**Entries:**
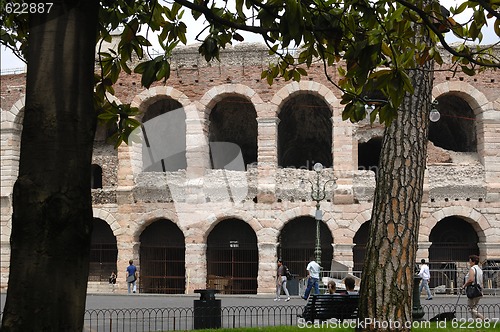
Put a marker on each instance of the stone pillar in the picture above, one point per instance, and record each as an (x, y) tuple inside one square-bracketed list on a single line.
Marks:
[(488, 250), (342, 253), (129, 161), (127, 250), (267, 159), (489, 144), (343, 160), (196, 266), (423, 251), (197, 144), (266, 282)]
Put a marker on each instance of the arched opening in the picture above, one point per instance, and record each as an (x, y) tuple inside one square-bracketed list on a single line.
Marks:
[(96, 177), (369, 154), (103, 251), (297, 242), (164, 146), (453, 240), (359, 250), (456, 129), (232, 258), (162, 256), (305, 133), (233, 120)]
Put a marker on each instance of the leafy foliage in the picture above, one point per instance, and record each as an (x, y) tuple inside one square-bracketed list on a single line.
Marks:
[(371, 38)]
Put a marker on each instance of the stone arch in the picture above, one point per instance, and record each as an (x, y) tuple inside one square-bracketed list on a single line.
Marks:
[(103, 251), (470, 215), (305, 125), (284, 218), (107, 217), (162, 254), (130, 156), (214, 219), (217, 93), (11, 125), (149, 218), (310, 87), (13, 118), (232, 257), (476, 100)]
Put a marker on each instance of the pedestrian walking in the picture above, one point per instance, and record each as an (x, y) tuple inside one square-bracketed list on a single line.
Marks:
[(313, 270), (131, 276), (425, 274), (281, 280)]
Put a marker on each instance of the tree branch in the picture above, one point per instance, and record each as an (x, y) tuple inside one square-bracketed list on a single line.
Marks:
[(427, 22)]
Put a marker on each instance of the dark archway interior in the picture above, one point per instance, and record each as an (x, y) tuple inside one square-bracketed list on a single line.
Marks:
[(369, 154), (165, 137), (305, 133), (456, 129), (233, 120), (297, 242), (453, 240), (232, 258), (359, 250), (103, 251), (96, 177), (162, 257)]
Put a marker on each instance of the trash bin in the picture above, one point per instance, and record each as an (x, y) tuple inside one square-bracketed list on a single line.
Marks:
[(293, 285), (207, 310)]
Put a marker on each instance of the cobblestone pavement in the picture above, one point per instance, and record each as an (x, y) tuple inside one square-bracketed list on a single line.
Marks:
[(99, 301)]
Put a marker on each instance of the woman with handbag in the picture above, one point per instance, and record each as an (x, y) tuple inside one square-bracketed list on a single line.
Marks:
[(473, 285), (131, 276)]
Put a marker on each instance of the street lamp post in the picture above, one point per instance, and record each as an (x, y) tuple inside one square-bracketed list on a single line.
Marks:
[(318, 193)]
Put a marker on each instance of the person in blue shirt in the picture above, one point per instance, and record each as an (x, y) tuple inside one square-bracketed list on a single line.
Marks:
[(131, 276)]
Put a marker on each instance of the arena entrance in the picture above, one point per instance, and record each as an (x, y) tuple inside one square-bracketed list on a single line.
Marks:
[(359, 250), (232, 258), (453, 240), (103, 251), (162, 259), (297, 241)]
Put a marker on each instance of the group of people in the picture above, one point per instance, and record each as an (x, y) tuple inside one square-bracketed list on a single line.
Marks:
[(131, 275), (475, 275), (313, 269)]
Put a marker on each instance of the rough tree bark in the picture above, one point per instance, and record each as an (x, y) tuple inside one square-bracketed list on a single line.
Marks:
[(52, 218), (387, 280)]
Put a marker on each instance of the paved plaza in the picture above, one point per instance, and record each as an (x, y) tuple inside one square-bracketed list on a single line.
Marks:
[(124, 301), (99, 301)]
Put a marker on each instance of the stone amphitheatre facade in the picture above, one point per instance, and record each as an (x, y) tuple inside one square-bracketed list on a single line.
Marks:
[(195, 212)]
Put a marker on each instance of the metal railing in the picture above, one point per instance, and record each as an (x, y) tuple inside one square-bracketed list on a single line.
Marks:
[(175, 319), (443, 281)]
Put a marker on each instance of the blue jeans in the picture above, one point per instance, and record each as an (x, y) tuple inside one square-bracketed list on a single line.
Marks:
[(310, 283), (425, 284)]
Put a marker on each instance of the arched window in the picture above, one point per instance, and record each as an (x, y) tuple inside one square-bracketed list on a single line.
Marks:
[(369, 154), (305, 133), (298, 241), (456, 129), (164, 129), (162, 257), (233, 120), (103, 252), (232, 258)]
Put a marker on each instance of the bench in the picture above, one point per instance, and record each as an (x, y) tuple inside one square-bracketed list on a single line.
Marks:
[(326, 306)]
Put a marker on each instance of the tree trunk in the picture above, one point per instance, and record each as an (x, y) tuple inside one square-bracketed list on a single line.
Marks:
[(387, 280), (52, 218)]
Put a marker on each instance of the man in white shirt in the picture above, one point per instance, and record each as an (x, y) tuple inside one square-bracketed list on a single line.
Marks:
[(313, 270), (426, 276)]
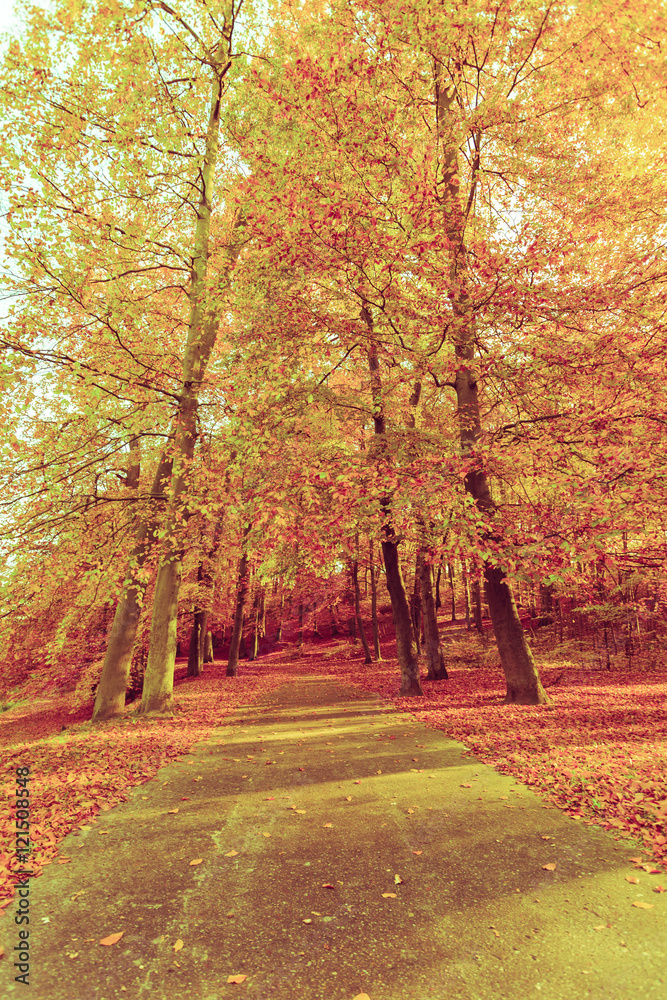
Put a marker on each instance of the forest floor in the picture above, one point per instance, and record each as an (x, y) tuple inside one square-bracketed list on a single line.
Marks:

**Short problem:** Please add 62 to every coordinate value in the answers from the line containing "Put a marker on each instance of the paved" through the line containing "252), (232, 258)]", both included, and write that whole part out again with every row kept.

**Written solution:**
Put a marker on each instance of the paved plaza in the picture above, one point per instance, and record each as an (x, y) tuple inside one square-bracketed list on a single line.
Marks:
[(186, 363), (161, 363)]
Put a marker on each instance of the stone amphitheatre facade in the picture above, one point per instance, and record each as an (x, y) tuple inside one square-bracketed list on a single line.
Marks:
[(257, 274)]
Put a marker on each instance of the metal railing in the picture above, one point per instance, and record each as an (x, y) tuple inside one square-bracketed list on a single line.
Marks:
[(237, 381), (505, 343)]
Put a marker on each instance of the blue jeans in the picture above, one point per instance, and record each as an (x, y) tuple inside one square-bracketed list on a single line.
Marks:
[(372, 345), (487, 346)]
Put a marker on each instance of the arched window in the picture above, one point per instance, and record each as an (x, y) tuple inside one square-bracketed list on a single line.
Marks:
[(431, 216), (367, 195), (360, 303), (518, 191), (226, 191), (224, 319), (295, 182), (165, 314), (294, 320)]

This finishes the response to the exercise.